**GOAL OF THE EXERCISE**
Please count the lines in the records below that contain the string "bottles", and reply with only that number.

# DATASET EXCERPTS start

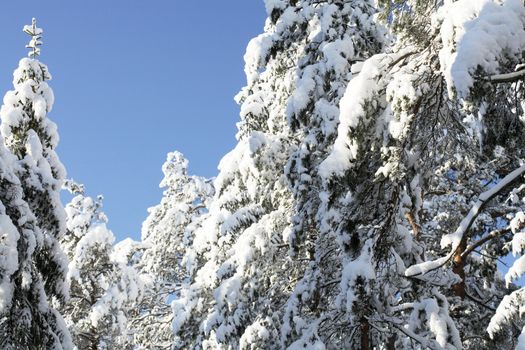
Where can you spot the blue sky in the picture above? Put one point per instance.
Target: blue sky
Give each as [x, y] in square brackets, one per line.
[134, 80]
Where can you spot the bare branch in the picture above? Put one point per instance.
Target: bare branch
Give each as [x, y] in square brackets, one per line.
[459, 235]
[506, 77]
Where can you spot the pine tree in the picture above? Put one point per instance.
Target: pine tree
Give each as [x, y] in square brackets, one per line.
[33, 267]
[166, 235]
[263, 233]
[103, 288]
[416, 180]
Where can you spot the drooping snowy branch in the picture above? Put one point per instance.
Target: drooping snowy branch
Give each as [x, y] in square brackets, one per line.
[454, 239]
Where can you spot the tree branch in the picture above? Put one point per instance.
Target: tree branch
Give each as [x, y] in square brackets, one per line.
[506, 77]
[459, 235]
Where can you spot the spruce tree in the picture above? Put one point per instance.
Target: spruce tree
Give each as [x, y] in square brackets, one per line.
[166, 235]
[34, 267]
[259, 235]
[104, 289]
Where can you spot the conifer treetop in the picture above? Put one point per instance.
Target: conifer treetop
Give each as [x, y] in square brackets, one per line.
[36, 36]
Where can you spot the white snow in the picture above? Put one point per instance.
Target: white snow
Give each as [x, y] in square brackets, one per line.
[478, 34]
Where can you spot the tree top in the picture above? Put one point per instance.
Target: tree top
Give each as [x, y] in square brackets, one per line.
[35, 42]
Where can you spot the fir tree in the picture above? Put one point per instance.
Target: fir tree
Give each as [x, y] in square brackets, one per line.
[34, 267]
[166, 235]
[103, 288]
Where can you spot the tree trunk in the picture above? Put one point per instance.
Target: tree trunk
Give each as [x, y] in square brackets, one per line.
[365, 334]
[458, 268]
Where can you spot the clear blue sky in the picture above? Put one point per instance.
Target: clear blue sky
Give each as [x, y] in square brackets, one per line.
[134, 80]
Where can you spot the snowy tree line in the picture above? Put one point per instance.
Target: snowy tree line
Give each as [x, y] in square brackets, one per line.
[374, 200]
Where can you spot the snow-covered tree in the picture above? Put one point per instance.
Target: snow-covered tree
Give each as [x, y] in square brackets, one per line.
[33, 267]
[415, 183]
[103, 287]
[166, 235]
[259, 235]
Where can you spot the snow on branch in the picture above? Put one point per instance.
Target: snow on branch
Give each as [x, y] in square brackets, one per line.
[506, 77]
[36, 34]
[454, 239]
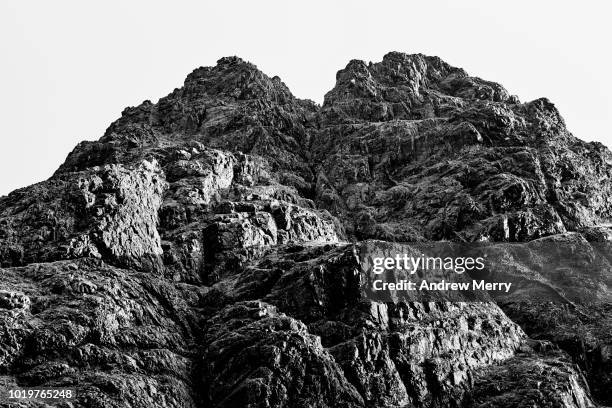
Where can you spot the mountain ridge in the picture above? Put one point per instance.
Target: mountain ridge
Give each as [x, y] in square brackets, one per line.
[202, 251]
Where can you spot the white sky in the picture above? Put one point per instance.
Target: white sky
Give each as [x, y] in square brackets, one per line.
[68, 68]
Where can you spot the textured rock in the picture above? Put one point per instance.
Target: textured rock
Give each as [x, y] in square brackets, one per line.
[203, 252]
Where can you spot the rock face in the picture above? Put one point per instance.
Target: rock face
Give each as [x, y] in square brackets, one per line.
[202, 253]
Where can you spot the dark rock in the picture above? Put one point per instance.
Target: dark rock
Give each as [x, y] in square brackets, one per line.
[198, 254]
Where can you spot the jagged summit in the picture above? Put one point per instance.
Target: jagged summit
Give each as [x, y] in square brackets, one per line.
[204, 248]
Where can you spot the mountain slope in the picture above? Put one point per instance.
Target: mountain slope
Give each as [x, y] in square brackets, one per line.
[202, 252]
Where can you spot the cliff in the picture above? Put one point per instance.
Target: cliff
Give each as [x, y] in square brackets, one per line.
[202, 252]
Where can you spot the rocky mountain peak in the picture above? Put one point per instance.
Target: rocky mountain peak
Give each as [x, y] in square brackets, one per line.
[204, 249]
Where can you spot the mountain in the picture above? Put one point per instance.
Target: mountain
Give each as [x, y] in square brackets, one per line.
[202, 253]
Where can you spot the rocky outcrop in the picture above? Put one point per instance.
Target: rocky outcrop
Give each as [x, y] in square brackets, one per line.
[204, 251]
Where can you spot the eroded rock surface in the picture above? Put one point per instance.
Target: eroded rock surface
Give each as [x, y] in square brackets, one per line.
[202, 253]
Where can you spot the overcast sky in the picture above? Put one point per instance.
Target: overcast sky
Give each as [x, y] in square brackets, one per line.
[68, 68]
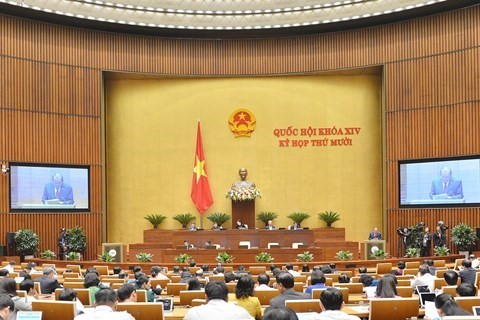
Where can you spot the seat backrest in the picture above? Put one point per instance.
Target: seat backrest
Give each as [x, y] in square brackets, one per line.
[393, 308]
[75, 268]
[317, 292]
[73, 285]
[142, 295]
[70, 275]
[403, 282]
[264, 296]
[300, 278]
[307, 305]
[439, 263]
[468, 302]
[257, 270]
[216, 278]
[298, 286]
[102, 270]
[352, 287]
[231, 287]
[173, 289]
[412, 264]
[384, 268]
[54, 310]
[451, 290]
[142, 310]
[405, 291]
[412, 271]
[21, 293]
[186, 296]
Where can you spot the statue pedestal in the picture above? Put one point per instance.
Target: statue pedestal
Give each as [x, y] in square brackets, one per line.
[245, 211]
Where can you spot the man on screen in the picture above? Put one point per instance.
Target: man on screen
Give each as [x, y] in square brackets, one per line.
[57, 189]
[446, 186]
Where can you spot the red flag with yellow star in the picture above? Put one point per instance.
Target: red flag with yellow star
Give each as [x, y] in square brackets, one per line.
[201, 194]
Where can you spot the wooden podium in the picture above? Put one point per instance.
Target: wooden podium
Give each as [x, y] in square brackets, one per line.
[366, 248]
[245, 211]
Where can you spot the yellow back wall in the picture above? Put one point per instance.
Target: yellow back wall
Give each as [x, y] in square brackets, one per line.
[150, 146]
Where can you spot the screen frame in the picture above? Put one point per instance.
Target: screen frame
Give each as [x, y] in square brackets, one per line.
[433, 205]
[47, 165]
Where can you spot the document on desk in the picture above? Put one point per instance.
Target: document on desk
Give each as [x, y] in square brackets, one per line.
[305, 315]
[431, 310]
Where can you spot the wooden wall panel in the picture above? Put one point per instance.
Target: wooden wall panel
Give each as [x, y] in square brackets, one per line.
[50, 95]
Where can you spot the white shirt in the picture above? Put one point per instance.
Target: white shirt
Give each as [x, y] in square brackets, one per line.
[218, 310]
[425, 280]
[105, 312]
[334, 315]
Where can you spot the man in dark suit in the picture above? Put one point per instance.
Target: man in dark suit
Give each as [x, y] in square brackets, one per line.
[285, 283]
[48, 283]
[57, 189]
[426, 243]
[375, 235]
[446, 185]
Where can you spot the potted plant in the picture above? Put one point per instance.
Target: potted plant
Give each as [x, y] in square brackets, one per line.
[155, 219]
[379, 254]
[441, 251]
[219, 217]
[48, 255]
[464, 237]
[27, 242]
[344, 255]
[305, 256]
[106, 257]
[263, 257]
[73, 256]
[329, 217]
[144, 257]
[412, 253]
[77, 240]
[184, 219]
[266, 216]
[224, 257]
[182, 258]
[298, 217]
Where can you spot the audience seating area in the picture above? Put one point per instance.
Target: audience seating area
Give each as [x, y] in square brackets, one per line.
[407, 305]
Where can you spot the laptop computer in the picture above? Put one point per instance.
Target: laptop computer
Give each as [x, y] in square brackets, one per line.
[476, 310]
[167, 303]
[426, 296]
[419, 289]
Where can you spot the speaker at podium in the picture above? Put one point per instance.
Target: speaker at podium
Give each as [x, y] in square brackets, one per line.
[115, 250]
[368, 245]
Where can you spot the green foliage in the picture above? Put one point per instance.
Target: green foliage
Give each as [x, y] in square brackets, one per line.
[144, 257]
[379, 254]
[106, 257]
[224, 257]
[441, 251]
[412, 253]
[48, 255]
[298, 217]
[263, 257]
[266, 216]
[182, 258]
[155, 219]
[184, 219]
[73, 256]
[329, 217]
[77, 240]
[305, 256]
[344, 255]
[27, 242]
[219, 217]
[464, 236]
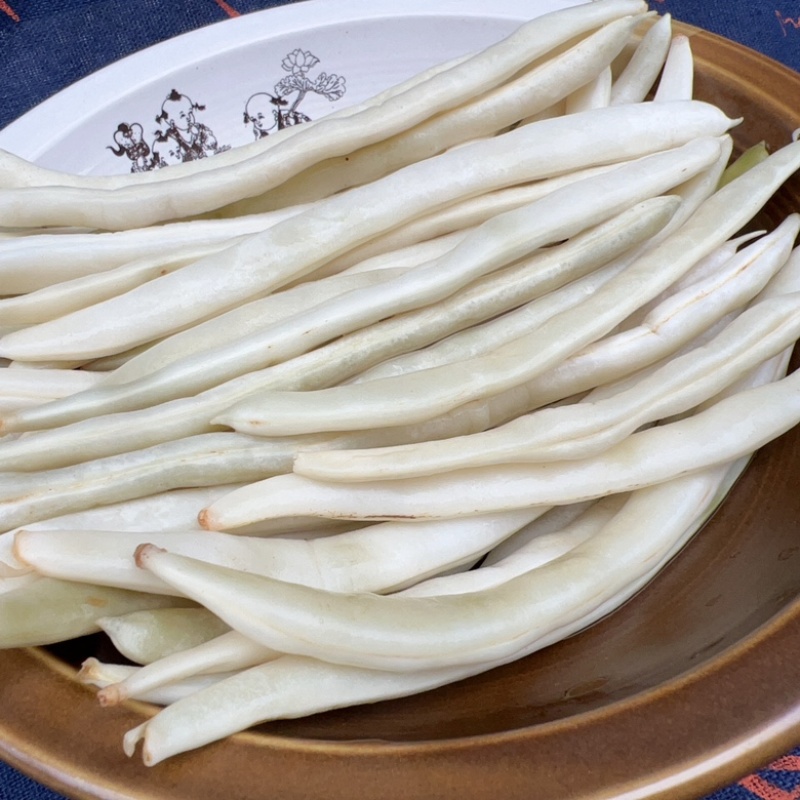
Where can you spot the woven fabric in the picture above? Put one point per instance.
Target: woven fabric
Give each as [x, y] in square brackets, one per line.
[46, 45]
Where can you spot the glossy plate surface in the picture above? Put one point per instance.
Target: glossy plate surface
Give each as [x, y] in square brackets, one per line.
[692, 684]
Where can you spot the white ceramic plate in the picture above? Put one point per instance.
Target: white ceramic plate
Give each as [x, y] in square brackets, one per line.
[226, 75]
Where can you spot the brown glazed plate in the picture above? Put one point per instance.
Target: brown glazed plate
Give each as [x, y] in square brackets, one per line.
[689, 686]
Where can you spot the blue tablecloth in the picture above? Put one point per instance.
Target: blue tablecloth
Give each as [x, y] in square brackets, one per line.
[46, 45]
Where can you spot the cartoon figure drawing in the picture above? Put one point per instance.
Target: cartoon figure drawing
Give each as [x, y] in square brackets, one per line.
[181, 137]
[265, 111]
[188, 138]
[129, 140]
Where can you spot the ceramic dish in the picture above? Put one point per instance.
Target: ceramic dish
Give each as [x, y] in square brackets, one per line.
[692, 684]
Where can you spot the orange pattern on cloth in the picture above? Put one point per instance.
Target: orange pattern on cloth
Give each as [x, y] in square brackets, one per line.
[5, 7]
[228, 9]
[765, 790]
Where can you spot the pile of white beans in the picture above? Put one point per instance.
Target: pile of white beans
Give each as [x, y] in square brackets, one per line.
[387, 399]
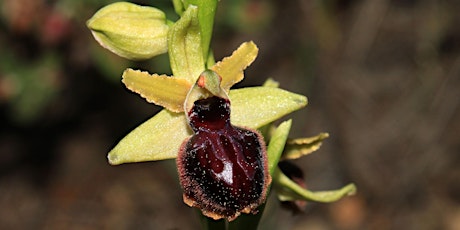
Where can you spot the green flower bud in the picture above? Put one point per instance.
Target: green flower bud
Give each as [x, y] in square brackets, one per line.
[130, 31]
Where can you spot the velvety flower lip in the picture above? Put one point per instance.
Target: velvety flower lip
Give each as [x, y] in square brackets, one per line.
[222, 168]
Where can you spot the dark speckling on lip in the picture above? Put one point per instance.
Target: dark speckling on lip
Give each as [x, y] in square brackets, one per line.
[222, 168]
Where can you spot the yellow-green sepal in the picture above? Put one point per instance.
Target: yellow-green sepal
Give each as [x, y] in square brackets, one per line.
[276, 144]
[158, 138]
[296, 148]
[254, 107]
[169, 92]
[288, 190]
[130, 31]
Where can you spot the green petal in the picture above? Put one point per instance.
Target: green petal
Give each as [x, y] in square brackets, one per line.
[184, 42]
[254, 107]
[130, 31]
[169, 92]
[158, 138]
[288, 190]
[231, 68]
[297, 148]
[277, 143]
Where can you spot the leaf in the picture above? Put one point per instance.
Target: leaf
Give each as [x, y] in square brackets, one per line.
[184, 43]
[254, 107]
[288, 190]
[277, 143]
[130, 31]
[169, 92]
[296, 148]
[231, 68]
[158, 138]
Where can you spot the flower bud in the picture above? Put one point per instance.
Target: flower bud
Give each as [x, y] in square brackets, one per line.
[130, 31]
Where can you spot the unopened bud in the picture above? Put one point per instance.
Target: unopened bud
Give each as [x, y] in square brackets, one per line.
[131, 31]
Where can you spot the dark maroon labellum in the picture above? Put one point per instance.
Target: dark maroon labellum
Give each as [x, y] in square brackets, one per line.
[222, 168]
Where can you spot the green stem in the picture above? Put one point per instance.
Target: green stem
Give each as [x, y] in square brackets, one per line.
[210, 224]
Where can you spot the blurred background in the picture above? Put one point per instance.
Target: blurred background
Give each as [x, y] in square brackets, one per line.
[382, 77]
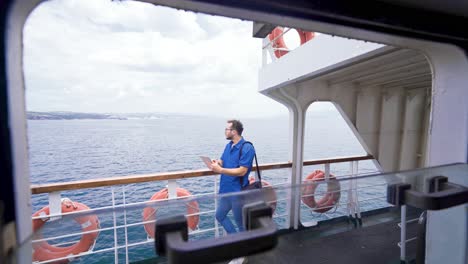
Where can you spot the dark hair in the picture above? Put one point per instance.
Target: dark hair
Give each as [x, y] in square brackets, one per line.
[236, 125]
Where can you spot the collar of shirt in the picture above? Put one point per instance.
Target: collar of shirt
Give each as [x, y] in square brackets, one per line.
[236, 146]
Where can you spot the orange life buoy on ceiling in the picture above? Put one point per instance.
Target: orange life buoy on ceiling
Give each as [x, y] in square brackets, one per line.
[268, 193]
[43, 251]
[279, 46]
[331, 197]
[149, 213]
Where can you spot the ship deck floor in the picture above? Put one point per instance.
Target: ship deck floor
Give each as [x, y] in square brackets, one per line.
[342, 241]
[375, 242]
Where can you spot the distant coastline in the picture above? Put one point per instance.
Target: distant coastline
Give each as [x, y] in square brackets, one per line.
[65, 115]
[70, 116]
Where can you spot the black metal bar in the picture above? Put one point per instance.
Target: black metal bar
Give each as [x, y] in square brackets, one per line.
[171, 236]
[444, 195]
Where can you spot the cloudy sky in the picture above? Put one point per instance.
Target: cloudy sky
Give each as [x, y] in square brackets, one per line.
[126, 57]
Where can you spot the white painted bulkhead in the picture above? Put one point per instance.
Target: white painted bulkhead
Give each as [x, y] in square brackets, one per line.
[402, 113]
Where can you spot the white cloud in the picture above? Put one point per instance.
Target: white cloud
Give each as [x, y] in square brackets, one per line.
[111, 56]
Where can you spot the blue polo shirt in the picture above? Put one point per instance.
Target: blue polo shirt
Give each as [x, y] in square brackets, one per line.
[231, 160]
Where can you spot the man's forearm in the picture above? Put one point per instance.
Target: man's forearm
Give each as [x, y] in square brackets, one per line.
[234, 172]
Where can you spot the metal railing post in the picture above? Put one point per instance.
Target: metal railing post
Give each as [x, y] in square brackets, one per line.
[216, 206]
[125, 224]
[55, 205]
[116, 244]
[172, 188]
[403, 233]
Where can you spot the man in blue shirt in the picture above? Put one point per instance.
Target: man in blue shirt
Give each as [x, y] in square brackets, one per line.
[234, 167]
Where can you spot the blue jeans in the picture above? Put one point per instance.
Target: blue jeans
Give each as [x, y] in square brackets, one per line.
[224, 206]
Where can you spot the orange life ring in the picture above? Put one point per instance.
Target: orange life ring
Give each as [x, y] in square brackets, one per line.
[269, 193]
[43, 251]
[278, 42]
[331, 197]
[149, 213]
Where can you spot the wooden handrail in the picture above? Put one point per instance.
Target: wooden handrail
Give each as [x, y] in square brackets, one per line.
[110, 181]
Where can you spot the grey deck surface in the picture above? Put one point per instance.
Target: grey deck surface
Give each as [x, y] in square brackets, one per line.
[373, 244]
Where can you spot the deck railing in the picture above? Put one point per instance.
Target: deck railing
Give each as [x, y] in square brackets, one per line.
[55, 190]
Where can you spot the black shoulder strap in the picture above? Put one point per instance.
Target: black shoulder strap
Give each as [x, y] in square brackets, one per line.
[256, 162]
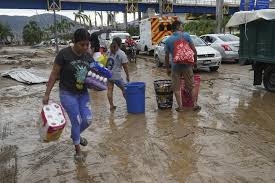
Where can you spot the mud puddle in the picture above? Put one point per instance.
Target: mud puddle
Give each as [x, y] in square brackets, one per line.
[232, 139]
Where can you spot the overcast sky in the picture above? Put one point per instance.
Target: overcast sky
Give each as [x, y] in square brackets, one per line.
[68, 13]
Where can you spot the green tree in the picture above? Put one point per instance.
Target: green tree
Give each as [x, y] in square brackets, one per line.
[6, 34]
[32, 33]
[63, 29]
[83, 19]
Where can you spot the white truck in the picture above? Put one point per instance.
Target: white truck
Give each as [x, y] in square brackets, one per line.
[153, 30]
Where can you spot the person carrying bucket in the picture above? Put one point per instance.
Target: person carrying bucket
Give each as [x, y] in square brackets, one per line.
[117, 60]
[184, 57]
[71, 66]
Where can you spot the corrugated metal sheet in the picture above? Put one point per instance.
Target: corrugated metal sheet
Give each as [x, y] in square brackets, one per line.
[24, 76]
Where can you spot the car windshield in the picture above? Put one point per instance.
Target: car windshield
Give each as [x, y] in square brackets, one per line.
[121, 36]
[228, 38]
[198, 41]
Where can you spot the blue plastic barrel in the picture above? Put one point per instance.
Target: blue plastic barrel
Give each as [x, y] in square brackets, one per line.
[135, 97]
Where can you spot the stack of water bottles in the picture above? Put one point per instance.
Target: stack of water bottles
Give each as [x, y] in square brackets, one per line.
[97, 77]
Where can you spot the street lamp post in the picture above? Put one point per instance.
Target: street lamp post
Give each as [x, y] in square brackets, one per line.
[160, 8]
[219, 14]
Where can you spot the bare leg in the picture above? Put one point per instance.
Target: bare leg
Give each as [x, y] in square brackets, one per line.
[195, 99]
[178, 99]
[110, 95]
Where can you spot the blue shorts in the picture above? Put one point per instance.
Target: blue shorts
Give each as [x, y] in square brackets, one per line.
[119, 83]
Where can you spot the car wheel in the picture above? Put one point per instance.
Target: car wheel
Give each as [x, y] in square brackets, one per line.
[269, 78]
[214, 69]
[158, 63]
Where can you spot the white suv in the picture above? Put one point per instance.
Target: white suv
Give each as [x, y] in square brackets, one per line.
[107, 38]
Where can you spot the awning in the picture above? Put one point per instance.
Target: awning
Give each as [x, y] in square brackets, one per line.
[244, 17]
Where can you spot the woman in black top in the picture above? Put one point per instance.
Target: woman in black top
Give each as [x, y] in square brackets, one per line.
[71, 66]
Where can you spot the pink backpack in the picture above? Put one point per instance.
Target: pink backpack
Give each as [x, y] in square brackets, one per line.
[183, 54]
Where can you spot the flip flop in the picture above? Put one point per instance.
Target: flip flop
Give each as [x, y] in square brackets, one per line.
[79, 157]
[178, 109]
[113, 108]
[83, 141]
[197, 108]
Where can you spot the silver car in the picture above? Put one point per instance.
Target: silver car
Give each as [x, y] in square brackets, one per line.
[207, 57]
[226, 44]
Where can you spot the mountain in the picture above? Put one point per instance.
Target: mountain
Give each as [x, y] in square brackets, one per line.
[17, 23]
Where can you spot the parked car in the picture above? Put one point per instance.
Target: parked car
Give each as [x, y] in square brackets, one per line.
[206, 55]
[226, 44]
[107, 38]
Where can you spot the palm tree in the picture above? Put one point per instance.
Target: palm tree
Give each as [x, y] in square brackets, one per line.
[32, 33]
[83, 18]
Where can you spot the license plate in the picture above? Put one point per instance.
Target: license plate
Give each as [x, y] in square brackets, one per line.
[206, 62]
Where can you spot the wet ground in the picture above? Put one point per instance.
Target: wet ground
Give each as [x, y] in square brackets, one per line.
[232, 139]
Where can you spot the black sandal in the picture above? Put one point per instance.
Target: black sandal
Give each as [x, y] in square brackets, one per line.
[83, 141]
[178, 109]
[197, 108]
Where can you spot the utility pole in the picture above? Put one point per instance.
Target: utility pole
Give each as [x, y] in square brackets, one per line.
[160, 8]
[54, 5]
[55, 31]
[219, 14]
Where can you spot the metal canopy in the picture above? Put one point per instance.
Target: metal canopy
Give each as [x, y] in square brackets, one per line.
[111, 5]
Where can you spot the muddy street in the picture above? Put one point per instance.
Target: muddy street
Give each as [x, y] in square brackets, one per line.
[232, 139]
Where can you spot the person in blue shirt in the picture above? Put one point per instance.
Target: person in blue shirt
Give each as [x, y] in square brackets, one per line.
[180, 70]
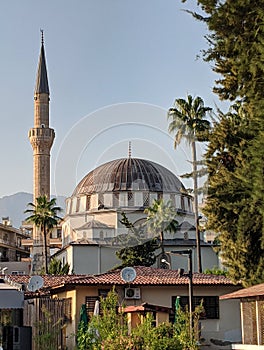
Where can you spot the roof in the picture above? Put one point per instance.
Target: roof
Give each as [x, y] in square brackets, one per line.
[147, 307]
[254, 291]
[146, 276]
[128, 174]
[93, 224]
[42, 85]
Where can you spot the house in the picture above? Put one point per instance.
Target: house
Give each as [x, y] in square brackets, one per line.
[11, 316]
[11, 248]
[156, 287]
[252, 316]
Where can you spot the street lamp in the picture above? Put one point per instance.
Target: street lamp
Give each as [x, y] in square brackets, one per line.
[188, 252]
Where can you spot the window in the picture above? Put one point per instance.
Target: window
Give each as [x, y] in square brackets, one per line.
[67, 306]
[88, 202]
[90, 301]
[130, 199]
[210, 305]
[58, 232]
[146, 199]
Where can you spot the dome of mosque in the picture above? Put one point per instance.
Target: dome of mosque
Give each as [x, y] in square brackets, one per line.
[129, 174]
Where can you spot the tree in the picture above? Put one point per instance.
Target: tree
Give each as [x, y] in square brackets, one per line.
[109, 330]
[236, 201]
[56, 268]
[43, 215]
[161, 218]
[187, 120]
[230, 208]
[138, 251]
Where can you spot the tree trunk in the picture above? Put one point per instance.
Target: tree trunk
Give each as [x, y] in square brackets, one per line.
[196, 217]
[45, 250]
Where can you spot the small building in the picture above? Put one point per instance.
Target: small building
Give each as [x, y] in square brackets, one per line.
[252, 316]
[156, 287]
[13, 334]
[11, 248]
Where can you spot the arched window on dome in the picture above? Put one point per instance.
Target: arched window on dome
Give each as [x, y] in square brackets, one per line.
[172, 199]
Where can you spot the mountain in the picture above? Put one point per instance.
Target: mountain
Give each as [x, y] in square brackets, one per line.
[14, 206]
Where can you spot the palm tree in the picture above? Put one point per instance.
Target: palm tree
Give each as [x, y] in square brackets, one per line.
[187, 121]
[161, 218]
[43, 215]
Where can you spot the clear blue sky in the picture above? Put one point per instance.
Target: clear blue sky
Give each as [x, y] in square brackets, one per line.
[109, 63]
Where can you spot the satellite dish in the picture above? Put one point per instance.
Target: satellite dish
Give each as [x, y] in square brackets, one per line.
[128, 274]
[35, 283]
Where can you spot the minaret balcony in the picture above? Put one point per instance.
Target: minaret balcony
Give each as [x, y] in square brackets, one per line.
[41, 132]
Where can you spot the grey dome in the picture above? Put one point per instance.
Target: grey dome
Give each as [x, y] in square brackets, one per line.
[127, 174]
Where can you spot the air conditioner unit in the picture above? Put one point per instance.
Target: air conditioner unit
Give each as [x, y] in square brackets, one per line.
[132, 293]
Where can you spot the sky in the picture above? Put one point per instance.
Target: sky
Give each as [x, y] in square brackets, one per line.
[114, 69]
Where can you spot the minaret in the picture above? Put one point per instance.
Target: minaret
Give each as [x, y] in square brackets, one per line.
[41, 137]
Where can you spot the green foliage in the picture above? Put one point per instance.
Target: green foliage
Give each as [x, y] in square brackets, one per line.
[235, 159]
[140, 255]
[188, 121]
[56, 267]
[109, 331]
[232, 209]
[137, 252]
[43, 214]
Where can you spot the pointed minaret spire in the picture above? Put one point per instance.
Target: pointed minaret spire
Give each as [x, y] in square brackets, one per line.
[41, 137]
[42, 85]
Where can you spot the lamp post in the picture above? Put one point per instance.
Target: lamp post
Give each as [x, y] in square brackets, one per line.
[188, 252]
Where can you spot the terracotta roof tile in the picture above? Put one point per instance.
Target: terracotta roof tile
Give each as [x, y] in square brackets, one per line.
[146, 276]
[257, 290]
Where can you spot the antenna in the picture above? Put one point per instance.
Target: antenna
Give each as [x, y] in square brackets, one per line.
[35, 283]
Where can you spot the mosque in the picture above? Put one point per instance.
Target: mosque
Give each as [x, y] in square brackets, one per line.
[91, 229]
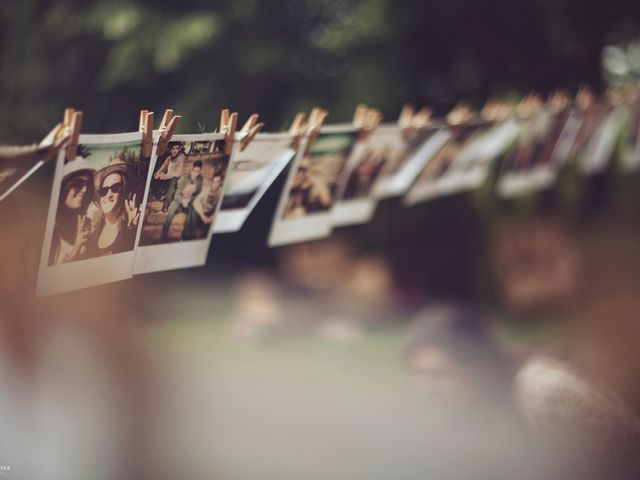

# DATASET EXCERPTS end

**RESULT OF THE EXERCISE**
2